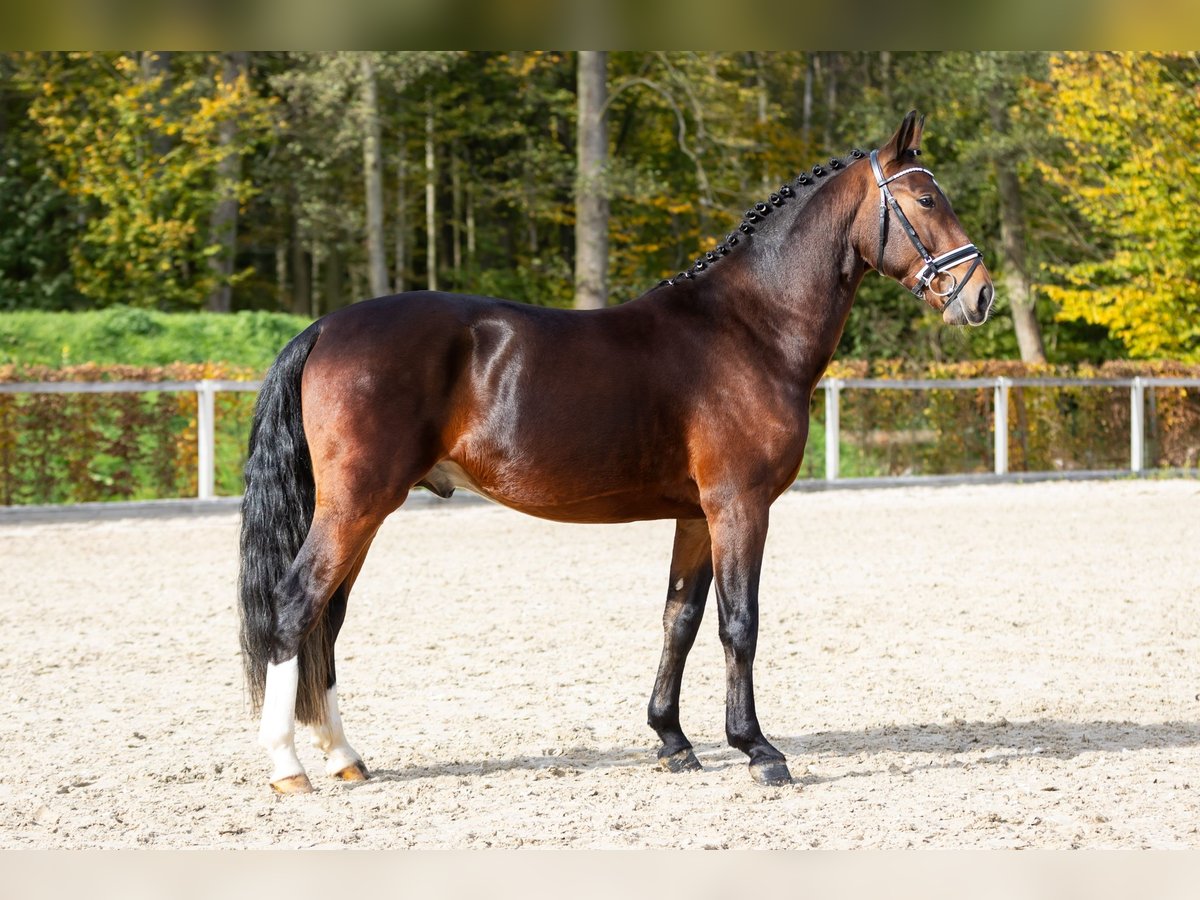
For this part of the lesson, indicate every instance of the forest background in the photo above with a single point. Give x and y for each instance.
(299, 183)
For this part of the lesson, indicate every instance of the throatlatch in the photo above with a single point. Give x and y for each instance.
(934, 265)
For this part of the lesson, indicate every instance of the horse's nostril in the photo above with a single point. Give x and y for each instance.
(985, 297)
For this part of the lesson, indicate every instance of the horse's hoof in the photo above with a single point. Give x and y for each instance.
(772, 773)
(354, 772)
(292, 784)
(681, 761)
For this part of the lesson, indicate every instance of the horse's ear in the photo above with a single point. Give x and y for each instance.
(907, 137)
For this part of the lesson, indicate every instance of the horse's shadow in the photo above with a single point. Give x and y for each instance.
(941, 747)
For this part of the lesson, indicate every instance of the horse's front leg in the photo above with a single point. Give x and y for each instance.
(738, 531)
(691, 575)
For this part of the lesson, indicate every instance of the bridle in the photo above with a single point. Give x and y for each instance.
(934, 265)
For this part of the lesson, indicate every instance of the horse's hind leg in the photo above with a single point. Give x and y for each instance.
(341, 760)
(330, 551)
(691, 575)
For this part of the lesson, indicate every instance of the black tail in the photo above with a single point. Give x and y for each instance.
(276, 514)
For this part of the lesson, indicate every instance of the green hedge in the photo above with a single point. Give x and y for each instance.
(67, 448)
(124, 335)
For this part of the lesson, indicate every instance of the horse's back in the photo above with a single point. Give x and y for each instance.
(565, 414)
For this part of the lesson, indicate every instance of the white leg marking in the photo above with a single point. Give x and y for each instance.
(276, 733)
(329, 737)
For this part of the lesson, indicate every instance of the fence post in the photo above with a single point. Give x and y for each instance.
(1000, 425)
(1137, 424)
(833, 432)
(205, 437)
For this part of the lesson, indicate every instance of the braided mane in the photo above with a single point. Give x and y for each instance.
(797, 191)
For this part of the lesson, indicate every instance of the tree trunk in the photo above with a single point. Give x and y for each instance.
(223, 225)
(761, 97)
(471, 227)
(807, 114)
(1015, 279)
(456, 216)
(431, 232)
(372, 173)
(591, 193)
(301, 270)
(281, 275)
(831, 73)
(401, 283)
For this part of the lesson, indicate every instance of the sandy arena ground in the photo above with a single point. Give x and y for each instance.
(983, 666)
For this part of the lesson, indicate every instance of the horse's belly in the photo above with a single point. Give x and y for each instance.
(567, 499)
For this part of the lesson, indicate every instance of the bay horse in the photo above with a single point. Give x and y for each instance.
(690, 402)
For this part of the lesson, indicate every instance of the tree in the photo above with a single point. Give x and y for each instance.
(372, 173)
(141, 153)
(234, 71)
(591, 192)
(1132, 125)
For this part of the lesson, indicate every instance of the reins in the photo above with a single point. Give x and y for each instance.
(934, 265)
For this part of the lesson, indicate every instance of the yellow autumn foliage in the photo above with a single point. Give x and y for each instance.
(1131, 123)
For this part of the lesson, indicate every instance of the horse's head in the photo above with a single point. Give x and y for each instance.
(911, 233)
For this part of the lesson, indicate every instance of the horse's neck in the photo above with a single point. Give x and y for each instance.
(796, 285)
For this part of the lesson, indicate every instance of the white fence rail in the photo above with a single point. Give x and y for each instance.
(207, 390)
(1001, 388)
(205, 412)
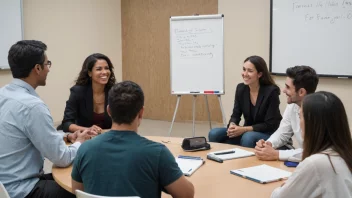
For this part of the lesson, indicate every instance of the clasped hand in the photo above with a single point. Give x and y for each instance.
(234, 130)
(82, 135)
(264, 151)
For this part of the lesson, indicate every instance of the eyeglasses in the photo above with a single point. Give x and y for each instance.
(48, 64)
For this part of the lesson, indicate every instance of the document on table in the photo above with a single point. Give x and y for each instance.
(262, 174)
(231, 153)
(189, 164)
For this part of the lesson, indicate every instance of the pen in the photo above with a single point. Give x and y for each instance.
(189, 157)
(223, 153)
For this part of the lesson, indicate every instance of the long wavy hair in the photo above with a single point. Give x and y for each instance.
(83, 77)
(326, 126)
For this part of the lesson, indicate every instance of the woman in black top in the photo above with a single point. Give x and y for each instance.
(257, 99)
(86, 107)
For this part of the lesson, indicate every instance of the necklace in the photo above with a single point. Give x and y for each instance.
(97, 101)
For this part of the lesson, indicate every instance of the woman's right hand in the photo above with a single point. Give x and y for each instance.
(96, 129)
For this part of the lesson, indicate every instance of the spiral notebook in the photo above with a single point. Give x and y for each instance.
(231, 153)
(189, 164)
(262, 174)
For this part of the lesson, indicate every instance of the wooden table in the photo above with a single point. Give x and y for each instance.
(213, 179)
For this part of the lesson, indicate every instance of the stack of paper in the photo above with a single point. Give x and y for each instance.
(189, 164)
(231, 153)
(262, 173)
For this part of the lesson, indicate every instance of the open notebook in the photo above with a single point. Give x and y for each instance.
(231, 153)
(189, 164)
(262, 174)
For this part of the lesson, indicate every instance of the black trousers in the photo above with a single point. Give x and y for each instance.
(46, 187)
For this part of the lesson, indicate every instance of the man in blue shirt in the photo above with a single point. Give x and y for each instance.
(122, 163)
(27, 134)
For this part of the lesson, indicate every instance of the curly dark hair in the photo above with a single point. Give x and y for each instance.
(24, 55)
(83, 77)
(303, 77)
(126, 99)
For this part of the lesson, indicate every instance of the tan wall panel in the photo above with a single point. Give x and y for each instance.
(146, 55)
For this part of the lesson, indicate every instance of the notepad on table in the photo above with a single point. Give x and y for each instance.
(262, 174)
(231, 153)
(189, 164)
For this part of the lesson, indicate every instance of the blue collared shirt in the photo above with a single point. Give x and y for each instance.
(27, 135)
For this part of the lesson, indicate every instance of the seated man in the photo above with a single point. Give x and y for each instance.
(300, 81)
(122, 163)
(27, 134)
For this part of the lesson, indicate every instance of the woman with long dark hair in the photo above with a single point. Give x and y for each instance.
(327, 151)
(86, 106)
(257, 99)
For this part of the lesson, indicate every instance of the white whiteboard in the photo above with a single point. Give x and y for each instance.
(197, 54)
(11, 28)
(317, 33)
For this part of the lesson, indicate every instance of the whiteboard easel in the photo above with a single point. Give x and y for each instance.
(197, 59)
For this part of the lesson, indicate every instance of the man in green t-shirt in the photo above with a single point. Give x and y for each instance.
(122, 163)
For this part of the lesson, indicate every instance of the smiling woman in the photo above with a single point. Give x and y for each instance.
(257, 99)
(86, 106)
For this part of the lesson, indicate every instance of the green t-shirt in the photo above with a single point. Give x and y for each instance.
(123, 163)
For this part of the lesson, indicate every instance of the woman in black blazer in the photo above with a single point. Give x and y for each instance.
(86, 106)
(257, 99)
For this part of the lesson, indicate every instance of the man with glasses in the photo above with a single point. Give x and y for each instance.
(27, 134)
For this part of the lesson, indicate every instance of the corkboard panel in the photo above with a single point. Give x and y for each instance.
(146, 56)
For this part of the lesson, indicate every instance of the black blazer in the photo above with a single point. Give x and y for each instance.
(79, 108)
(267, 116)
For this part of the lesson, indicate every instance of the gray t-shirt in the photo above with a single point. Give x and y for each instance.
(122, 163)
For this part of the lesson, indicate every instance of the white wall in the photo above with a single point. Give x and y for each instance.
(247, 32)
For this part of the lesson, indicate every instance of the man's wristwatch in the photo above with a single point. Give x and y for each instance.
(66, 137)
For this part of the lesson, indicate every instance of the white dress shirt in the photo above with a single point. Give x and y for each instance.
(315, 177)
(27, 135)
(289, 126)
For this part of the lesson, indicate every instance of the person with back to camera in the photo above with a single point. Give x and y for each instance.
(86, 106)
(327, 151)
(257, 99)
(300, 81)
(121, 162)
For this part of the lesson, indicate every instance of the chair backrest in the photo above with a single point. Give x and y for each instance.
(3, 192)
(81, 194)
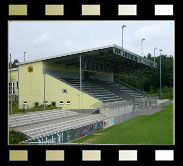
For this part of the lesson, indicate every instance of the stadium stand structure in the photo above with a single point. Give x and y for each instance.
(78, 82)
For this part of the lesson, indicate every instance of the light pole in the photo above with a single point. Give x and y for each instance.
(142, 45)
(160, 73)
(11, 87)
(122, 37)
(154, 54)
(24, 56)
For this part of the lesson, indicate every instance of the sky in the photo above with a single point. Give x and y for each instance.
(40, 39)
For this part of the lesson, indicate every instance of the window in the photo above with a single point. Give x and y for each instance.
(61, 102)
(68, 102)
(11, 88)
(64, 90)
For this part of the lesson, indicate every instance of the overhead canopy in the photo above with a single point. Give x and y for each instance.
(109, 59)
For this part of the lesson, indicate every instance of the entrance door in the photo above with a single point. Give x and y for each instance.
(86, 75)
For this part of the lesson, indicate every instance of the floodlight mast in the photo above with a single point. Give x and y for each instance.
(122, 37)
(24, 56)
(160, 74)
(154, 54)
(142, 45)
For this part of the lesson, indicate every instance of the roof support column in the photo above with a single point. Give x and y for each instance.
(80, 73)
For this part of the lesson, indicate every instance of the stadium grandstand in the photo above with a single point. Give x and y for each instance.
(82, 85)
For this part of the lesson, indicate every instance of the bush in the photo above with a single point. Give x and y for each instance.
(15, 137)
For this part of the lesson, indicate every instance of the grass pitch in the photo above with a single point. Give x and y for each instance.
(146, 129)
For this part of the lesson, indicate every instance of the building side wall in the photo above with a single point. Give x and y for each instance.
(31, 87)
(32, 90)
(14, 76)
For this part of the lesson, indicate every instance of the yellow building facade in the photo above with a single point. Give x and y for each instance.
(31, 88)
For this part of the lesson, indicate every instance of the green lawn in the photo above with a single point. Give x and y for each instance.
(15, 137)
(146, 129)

◇ ◇ ◇ ◇ ◇

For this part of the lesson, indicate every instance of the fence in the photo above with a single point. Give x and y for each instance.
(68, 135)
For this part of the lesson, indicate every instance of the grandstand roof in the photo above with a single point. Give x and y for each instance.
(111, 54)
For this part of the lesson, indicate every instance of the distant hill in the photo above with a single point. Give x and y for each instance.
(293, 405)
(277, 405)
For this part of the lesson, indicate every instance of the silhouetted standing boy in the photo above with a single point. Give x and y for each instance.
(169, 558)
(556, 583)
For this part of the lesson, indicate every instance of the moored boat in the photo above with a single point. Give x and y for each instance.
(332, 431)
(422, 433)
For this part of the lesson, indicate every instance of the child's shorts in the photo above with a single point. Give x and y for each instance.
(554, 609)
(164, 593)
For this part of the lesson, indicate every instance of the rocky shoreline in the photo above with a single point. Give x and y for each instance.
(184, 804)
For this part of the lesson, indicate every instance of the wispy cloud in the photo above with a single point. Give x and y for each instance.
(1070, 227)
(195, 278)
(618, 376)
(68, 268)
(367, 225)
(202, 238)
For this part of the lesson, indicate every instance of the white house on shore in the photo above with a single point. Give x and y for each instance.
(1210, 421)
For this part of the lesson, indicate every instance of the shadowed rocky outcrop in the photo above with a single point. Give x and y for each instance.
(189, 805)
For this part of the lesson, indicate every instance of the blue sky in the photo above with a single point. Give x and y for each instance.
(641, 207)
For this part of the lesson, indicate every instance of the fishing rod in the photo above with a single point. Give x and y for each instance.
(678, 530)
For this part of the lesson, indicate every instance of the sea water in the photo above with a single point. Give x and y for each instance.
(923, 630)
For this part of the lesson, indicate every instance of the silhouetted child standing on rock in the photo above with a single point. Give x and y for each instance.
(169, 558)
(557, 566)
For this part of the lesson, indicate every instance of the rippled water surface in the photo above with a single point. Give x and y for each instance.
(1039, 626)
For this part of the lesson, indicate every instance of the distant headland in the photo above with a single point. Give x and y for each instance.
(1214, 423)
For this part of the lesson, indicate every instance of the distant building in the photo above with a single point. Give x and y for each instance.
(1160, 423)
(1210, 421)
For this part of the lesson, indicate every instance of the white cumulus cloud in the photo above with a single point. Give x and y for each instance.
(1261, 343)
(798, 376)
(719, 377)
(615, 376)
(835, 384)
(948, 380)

◇ ◇ ◇ ◇ ◇

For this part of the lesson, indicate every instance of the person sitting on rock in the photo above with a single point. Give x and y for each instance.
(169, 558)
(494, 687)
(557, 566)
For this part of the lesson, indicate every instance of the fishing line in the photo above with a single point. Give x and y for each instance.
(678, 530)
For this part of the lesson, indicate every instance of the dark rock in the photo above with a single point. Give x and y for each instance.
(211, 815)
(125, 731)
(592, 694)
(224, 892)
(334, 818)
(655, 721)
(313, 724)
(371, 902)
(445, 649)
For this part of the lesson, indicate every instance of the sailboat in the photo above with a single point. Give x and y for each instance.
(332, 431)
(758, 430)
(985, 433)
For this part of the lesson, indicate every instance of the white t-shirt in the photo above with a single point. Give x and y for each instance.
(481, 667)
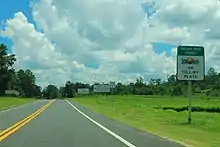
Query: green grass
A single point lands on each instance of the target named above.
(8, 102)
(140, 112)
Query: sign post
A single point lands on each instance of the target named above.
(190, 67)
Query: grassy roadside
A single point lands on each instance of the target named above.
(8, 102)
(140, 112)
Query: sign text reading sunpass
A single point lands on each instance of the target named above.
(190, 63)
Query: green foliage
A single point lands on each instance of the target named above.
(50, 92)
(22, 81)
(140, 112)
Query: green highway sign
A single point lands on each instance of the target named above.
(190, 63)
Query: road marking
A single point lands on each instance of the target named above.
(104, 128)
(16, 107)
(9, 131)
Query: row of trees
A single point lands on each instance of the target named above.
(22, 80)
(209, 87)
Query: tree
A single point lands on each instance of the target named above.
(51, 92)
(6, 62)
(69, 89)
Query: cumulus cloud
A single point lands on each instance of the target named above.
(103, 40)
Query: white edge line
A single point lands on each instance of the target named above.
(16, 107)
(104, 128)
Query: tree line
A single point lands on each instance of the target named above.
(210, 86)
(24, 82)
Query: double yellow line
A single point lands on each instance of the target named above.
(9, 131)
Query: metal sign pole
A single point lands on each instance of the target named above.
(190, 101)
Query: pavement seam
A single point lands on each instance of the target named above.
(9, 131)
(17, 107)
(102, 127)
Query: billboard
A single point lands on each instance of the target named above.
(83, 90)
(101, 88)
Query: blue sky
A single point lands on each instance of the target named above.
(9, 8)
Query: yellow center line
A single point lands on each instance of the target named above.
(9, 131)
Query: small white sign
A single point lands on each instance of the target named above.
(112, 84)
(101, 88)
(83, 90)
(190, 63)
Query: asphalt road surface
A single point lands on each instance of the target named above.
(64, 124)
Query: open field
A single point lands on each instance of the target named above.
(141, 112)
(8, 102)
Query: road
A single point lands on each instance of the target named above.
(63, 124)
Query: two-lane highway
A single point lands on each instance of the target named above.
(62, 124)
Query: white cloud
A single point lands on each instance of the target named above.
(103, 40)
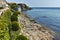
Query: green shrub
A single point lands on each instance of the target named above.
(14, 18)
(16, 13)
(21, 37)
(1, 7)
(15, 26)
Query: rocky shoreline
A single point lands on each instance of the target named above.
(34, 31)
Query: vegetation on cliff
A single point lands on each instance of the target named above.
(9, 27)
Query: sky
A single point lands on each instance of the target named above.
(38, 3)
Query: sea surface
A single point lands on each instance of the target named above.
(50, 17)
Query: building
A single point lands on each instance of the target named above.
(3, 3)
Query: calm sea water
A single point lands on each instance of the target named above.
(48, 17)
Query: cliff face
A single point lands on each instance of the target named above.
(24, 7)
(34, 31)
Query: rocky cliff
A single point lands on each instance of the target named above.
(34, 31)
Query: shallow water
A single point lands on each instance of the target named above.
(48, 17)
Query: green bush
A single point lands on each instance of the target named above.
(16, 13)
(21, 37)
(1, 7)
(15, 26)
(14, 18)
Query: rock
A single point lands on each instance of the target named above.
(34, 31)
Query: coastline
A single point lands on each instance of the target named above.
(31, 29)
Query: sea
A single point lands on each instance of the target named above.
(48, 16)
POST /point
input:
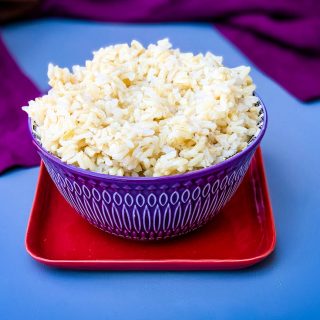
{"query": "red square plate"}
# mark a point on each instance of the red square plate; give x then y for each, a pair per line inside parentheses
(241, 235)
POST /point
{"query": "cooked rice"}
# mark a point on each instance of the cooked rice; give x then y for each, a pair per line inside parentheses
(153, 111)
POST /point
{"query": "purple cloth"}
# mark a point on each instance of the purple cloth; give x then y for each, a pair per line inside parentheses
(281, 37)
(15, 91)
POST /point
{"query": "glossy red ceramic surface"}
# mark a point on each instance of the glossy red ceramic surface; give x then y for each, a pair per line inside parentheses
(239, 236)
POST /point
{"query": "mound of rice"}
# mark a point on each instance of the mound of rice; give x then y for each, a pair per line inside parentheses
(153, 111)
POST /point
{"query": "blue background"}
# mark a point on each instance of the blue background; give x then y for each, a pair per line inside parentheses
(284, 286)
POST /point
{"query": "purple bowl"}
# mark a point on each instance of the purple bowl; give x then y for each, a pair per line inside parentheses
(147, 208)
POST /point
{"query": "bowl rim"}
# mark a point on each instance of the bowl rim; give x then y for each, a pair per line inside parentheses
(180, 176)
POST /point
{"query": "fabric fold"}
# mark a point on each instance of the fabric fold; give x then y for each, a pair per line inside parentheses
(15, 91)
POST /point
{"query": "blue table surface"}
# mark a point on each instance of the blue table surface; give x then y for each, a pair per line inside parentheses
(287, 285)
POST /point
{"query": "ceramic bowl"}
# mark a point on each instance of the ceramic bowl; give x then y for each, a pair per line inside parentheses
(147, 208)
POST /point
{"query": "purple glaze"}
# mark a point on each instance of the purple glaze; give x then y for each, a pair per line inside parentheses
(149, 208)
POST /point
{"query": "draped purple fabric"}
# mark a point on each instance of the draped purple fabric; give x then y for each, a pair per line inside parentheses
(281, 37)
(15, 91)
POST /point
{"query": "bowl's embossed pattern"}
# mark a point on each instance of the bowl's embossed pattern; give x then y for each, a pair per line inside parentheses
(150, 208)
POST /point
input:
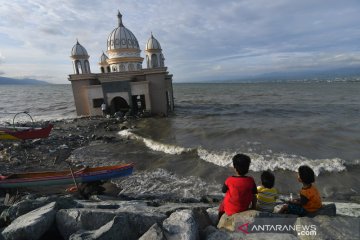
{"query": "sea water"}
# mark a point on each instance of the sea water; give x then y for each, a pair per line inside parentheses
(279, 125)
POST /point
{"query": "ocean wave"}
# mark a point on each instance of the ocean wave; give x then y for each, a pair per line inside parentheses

◇ ◇ ◇ ◇ ◇

Exercise requirements: Filter the records, keeping only lines that contain "wave", and show those lines.

Exercise solution:
{"query": "ocean wave"}
# mark a point on each instance of the ocean wave; give x then y for each, a pair per line inside parentheses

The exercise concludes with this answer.